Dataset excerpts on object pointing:
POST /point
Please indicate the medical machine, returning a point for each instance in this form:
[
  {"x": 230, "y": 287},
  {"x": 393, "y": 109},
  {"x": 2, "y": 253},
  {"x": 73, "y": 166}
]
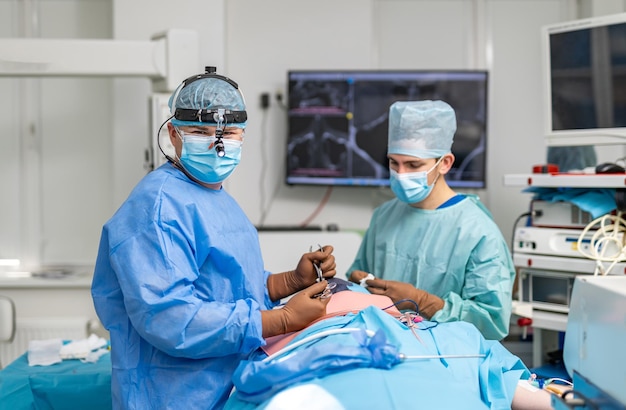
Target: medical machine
[
  {"x": 549, "y": 260},
  {"x": 594, "y": 340},
  {"x": 583, "y": 77},
  {"x": 338, "y": 123}
]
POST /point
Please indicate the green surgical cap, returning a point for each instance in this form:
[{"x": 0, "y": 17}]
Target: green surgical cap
[
  {"x": 207, "y": 94},
  {"x": 422, "y": 129}
]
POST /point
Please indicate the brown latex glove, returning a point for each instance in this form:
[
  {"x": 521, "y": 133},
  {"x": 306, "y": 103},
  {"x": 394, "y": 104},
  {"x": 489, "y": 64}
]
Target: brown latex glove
[
  {"x": 281, "y": 285},
  {"x": 428, "y": 304},
  {"x": 302, "y": 309}
]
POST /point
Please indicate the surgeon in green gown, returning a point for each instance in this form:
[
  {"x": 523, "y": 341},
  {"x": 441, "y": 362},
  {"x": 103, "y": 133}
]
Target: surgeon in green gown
[{"x": 431, "y": 245}]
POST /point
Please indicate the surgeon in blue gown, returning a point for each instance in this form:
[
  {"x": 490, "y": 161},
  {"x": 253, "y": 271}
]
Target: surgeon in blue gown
[
  {"x": 179, "y": 280},
  {"x": 430, "y": 244}
]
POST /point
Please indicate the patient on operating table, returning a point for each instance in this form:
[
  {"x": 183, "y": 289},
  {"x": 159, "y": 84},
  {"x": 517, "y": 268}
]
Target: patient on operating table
[{"x": 367, "y": 354}]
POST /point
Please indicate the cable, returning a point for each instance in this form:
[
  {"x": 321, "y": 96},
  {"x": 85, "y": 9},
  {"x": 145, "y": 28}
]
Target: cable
[
  {"x": 512, "y": 245},
  {"x": 608, "y": 237},
  {"x": 264, "y": 208}
]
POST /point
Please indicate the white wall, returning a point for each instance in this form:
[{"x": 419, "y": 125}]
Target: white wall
[{"x": 88, "y": 164}]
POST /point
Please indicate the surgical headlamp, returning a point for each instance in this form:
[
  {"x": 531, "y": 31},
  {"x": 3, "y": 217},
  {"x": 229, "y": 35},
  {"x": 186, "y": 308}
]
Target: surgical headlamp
[{"x": 220, "y": 116}]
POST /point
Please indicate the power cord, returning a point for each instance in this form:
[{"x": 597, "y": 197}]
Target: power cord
[{"x": 608, "y": 237}]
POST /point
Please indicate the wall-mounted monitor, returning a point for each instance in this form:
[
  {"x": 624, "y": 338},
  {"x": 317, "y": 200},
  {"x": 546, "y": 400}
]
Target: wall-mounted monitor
[
  {"x": 338, "y": 123},
  {"x": 585, "y": 81}
]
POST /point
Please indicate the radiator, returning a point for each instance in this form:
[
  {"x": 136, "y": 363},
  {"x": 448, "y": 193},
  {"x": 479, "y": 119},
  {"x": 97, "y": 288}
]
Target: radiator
[{"x": 27, "y": 329}]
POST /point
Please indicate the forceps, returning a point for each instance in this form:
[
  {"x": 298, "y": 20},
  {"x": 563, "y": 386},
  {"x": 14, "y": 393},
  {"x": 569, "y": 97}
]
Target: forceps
[{"x": 320, "y": 277}]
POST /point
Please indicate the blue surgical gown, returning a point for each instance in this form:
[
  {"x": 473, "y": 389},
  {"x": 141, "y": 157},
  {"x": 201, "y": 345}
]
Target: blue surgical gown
[
  {"x": 179, "y": 283},
  {"x": 456, "y": 252}
]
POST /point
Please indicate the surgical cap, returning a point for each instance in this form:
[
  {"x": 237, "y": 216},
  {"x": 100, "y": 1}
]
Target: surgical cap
[
  {"x": 207, "y": 93},
  {"x": 422, "y": 129}
]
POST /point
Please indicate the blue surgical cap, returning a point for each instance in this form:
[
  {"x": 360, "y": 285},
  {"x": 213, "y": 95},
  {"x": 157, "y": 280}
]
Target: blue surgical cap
[
  {"x": 207, "y": 93},
  {"x": 422, "y": 129}
]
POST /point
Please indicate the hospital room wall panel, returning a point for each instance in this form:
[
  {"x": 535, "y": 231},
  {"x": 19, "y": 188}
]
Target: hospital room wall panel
[
  {"x": 10, "y": 164},
  {"x": 76, "y": 129}
]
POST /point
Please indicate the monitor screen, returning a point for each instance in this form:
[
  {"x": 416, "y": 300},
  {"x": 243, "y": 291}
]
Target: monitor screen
[
  {"x": 338, "y": 123},
  {"x": 586, "y": 81}
]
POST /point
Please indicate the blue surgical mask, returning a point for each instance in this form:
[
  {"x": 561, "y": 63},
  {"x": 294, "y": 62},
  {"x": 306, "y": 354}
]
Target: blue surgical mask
[
  {"x": 200, "y": 159},
  {"x": 411, "y": 187}
]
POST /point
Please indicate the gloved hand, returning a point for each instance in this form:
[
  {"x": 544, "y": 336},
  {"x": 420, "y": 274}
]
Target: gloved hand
[
  {"x": 357, "y": 275},
  {"x": 302, "y": 309},
  {"x": 428, "y": 304},
  {"x": 281, "y": 285}
]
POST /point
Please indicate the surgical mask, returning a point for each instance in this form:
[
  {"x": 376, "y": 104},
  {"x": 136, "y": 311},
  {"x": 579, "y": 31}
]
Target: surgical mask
[
  {"x": 200, "y": 159},
  {"x": 412, "y": 187}
]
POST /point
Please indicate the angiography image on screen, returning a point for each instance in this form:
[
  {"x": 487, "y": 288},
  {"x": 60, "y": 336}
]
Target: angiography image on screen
[{"x": 338, "y": 123}]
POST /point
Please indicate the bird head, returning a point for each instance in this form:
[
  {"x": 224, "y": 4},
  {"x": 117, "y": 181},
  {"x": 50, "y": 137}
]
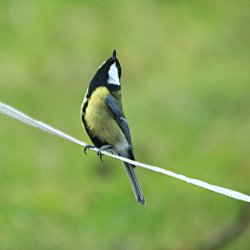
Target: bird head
[{"x": 108, "y": 75}]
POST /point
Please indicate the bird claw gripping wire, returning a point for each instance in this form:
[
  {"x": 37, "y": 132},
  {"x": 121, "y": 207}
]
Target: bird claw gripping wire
[
  {"x": 87, "y": 147},
  {"x": 103, "y": 148}
]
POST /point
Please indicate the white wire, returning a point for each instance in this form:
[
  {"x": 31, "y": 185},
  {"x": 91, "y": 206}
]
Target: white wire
[{"x": 12, "y": 112}]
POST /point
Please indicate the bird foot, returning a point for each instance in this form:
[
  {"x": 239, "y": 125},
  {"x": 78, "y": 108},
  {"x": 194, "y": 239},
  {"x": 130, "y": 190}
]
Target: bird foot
[
  {"x": 87, "y": 147},
  {"x": 103, "y": 148}
]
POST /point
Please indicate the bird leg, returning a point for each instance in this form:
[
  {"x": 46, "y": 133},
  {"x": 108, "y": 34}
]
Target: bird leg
[
  {"x": 87, "y": 147},
  {"x": 103, "y": 148}
]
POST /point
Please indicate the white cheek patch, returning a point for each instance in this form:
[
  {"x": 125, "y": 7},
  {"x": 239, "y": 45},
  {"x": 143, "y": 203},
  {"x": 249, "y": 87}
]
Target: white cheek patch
[
  {"x": 102, "y": 64},
  {"x": 113, "y": 75}
]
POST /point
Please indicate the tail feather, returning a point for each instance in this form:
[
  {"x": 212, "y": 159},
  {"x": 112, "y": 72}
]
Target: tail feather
[{"x": 134, "y": 183}]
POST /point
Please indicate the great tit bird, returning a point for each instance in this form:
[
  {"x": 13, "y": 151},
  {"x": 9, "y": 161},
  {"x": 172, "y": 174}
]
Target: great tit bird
[{"x": 104, "y": 120}]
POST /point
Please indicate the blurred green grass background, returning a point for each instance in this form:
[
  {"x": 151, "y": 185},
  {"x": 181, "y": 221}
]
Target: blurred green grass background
[{"x": 186, "y": 86}]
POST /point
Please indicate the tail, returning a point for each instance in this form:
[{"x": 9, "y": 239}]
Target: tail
[{"x": 134, "y": 183}]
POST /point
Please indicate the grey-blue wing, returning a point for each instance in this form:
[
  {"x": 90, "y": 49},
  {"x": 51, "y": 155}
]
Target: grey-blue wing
[{"x": 116, "y": 110}]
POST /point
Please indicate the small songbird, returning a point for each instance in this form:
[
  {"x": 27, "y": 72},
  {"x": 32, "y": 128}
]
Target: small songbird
[{"x": 103, "y": 118}]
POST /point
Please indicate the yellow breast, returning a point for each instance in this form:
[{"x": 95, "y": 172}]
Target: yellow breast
[{"x": 100, "y": 120}]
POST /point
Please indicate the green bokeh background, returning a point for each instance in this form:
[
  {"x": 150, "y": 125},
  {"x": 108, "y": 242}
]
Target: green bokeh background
[{"x": 186, "y": 86}]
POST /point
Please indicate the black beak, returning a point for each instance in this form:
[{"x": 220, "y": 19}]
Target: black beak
[{"x": 114, "y": 54}]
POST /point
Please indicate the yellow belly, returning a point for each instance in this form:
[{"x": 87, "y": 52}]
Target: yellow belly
[{"x": 100, "y": 121}]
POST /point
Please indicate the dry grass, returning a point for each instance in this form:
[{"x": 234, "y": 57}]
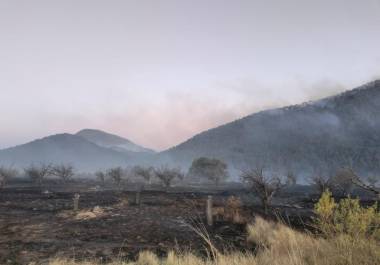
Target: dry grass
[{"x": 277, "y": 245}]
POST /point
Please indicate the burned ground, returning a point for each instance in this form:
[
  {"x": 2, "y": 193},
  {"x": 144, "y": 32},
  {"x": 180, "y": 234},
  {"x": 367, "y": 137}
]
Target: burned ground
[{"x": 35, "y": 225}]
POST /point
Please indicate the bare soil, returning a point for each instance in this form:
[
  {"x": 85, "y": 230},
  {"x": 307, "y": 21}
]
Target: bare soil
[{"x": 37, "y": 225}]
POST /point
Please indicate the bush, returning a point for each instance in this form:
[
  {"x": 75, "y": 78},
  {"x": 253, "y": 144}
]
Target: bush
[{"x": 346, "y": 217}]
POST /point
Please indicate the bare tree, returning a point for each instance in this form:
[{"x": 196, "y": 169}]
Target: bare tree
[
  {"x": 358, "y": 181},
  {"x": 38, "y": 173},
  {"x": 213, "y": 169},
  {"x": 101, "y": 176},
  {"x": 372, "y": 180},
  {"x": 167, "y": 175},
  {"x": 65, "y": 172},
  {"x": 6, "y": 174},
  {"x": 341, "y": 183},
  {"x": 146, "y": 173},
  {"x": 322, "y": 183},
  {"x": 265, "y": 187},
  {"x": 291, "y": 179},
  {"x": 116, "y": 174}
]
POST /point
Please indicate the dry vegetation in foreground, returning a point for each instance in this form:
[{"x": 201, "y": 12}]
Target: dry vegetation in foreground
[{"x": 277, "y": 244}]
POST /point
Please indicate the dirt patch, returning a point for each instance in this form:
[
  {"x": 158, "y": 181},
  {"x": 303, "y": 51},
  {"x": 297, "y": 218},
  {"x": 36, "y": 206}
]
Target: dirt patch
[{"x": 36, "y": 226}]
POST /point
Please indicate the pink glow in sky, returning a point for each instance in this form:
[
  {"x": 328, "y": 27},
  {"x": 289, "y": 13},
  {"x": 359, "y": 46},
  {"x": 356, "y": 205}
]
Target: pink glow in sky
[{"x": 158, "y": 72}]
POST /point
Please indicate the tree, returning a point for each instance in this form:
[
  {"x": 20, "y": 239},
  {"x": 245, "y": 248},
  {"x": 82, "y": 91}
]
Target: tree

» **PROBLEM DETAILS**: Filter the records above, keeping every line that contains the string "black". Treat uppercase and lowercase letters as distinct when matching.

» **PROBLEM SOLUTION**:
Please indicate the black beak, returning a point for each instance in this form:
Target: black beak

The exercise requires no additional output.